[START OF GIVEN RECORDS]
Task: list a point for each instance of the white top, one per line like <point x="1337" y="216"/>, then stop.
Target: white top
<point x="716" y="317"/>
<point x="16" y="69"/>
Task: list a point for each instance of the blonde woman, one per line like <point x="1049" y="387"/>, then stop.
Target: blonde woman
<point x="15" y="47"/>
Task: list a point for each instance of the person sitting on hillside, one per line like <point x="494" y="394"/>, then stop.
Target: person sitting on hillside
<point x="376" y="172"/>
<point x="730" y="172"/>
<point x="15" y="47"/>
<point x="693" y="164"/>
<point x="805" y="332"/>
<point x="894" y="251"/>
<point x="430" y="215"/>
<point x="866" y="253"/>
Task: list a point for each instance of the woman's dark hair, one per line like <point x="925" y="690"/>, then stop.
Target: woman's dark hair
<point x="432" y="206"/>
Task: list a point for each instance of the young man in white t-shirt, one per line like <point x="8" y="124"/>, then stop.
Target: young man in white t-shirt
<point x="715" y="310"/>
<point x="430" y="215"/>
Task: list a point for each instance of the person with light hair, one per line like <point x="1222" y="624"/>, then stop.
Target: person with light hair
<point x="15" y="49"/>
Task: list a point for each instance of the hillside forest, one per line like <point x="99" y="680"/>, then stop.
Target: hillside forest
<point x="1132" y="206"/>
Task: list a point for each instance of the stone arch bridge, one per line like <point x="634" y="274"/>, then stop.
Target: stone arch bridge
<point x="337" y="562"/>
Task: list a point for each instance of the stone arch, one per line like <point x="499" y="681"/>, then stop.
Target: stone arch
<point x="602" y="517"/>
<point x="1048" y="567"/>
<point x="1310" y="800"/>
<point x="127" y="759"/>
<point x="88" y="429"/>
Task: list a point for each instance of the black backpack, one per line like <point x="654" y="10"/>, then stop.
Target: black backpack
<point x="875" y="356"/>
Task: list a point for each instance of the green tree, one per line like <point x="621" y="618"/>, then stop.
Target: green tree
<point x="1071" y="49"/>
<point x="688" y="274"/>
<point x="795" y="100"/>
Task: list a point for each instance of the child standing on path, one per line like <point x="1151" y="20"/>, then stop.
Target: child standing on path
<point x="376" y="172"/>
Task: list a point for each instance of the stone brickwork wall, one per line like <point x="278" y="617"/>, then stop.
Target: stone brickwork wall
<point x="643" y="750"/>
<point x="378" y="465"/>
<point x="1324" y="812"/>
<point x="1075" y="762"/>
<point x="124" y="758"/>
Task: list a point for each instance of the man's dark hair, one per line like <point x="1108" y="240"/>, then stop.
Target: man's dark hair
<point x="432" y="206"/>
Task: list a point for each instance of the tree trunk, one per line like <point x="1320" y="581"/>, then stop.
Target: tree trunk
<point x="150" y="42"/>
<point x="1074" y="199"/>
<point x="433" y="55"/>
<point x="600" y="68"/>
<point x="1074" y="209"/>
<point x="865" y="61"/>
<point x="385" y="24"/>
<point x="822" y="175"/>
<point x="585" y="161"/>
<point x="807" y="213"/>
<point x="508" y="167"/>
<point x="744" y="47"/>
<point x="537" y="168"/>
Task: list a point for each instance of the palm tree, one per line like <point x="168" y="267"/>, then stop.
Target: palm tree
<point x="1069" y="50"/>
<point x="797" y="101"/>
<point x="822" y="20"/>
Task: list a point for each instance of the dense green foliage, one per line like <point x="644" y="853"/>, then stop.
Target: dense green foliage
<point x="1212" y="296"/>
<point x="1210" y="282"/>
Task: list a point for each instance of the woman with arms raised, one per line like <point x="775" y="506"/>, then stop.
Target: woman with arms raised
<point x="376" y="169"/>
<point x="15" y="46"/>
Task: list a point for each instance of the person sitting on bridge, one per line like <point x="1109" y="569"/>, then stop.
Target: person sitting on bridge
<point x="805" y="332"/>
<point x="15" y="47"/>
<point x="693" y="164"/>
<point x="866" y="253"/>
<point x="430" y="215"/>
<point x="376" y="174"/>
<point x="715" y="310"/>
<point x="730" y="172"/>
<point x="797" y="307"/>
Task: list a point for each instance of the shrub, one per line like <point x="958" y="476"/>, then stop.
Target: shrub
[END OF GIVEN RECORDS]
• _EXERCISE INSTRUCTIONS_
Set down the entries verbatim, leaving none out.

• _FINISHED EXERCISE_
Task: list a point for each instance of the white top, one per line like <point x="1337" y="216"/>, then stop.
Target: white top
<point x="716" y="317"/>
<point x="16" y="69"/>
Task: list a point for each instance of the blonde woman, one per line like <point x="1049" y="387"/>, then stop.
Target: blonde woman
<point x="15" y="47"/>
Task: list a point for each instance of the person sitting on hillside, one per line like <point x="494" y="394"/>, then stop.
Target: person sitting on hillside
<point x="376" y="172"/>
<point x="730" y="172"/>
<point x="15" y="47"/>
<point x="693" y="164"/>
<point x="805" y="332"/>
<point x="894" y="251"/>
<point x="430" y="215"/>
<point x="866" y="253"/>
Task: list a point for each instance of the woman's dark hair, one per line like <point x="925" y="690"/>, then stop.
Target: woman's dark hair
<point x="432" y="206"/>
Task: list a point for each instance of the young man in white t-shirt, one per line like <point x="8" y="124"/>, then stop.
Target: young man in white t-shirt
<point x="715" y="310"/>
<point x="430" y="215"/>
Task: list a point for each instance of the person with light hair, one per line like <point x="1222" y="624"/>, then stop.
Target: person with light hair
<point x="15" y="49"/>
Task: list a point for each instance of the hillside forest, one per line like <point x="99" y="680"/>, then stop.
Target: hillside forest
<point x="1132" y="206"/>
Task: list a point for each instance of the stone arch bridge, one per line like <point x="634" y="274"/>, then stop.
Target: stone arch bridge
<point x="337" y="562"/>
Task: list a point for each instance of the stone arch, one per line like <point x="499" y="681"/>, then stop.
Target: stone arch
<point x="602" y="517"/>
<point x="1048" y="567"/>
<point x="1310" y="800"/>
<point x="127" y="759"/>
<point x="88" y="429"/>
Task: list a point for each instance of the black backpack, one per line like <point x="654" y="10"/>, then stop.
Target: black backpack
<point x="875" y="356"/>
Task: list a point for each instance of the green tree, one per line like <point x="621" y="618"/>, then stop.
Target: green tree
<point x="1071" y="49"/>
<point x="688" y="274"/>
<point x="795" y="100"/>
Task: list a point for each instance of the child standing on path, one per line like <point x="1151" y="20"/>, then stop.
Target: child standing on path
<point x="376" y="172"/>
Task: list a point for each instance of the stone brickwork wall, one per line like <point x="278" y="617"/>, then stop.
Target: stone brickwork wall
<point x="643" y="750"/>
<point x="378" y="465"/>
<point x="1324" y="812"/>
<point x="1075" y="762"/>
<point x="124" y="758"/>
Task: list a point for each instance of the man's dark hair, one per line like <point x="1108" y="240"/>, then stop.
Target: man's dark hair
<point x="432" y="206"/>
Task: list a point for each instance of the tree trunk, one per line like <point x="1320" y="581"/>, then stop.
Target: tree trunk
<point x="150" y="42"/>
<point x="1074" y="199"/>
<point x="433" y="55"/>
<point x="600" y="68"/>
<point x="1074" y="209"/>
<point x="865" y="61"/>
<point x="385" y="24"/>
<point x="822" y="175"/>
<point x="585" y="161"/>
<point x="807" y="213"/>
<point x="508" y="167"/>
<point x="744" y="47"/>
<point x="537" y="168"/>
Task: list a point for each instance of the palm tree, one per line like <point x="168" y="267"/>, then stop.
Target: palm tree
<point x="1069" y="50"/>
<point x="797" y="101"/>
<point x="822" y="20"/>
Task: list a point for each instance of the dense green foliage, one per line like <point x="644" y="853"/>, then stop.
Target: dense green foliage
<point x="1212" y="296"/>
<point x="1210" y="282"/>
Task: list a point for each instance of the woman with arms raised, one per line like <point x="775" y="506"/>, then stop.
Target: woman with arms raised
<point x="376" y="169"/>
<point x="15" y="46"/>
Task: list a point for each instance of the person sitting on bridge, one per line like <point x="1109" y="569"/>, then stop.
Target: person sitting on bridge
<point x="805" y="332"/>
<point x="15" y="47"/>
<point x="693" y="164"/>
<point x="866" y="253"/>
<point x="430" y="215"/>
<point x="376" y="174"/>
<point x="715" y="310"/>
<point x="730" y="172"/>
<point x="797" y="307"/>
Task: list a point for each instance of the shrub, one per line like <point x="958" y="476"/>, then stop.
Target: shrub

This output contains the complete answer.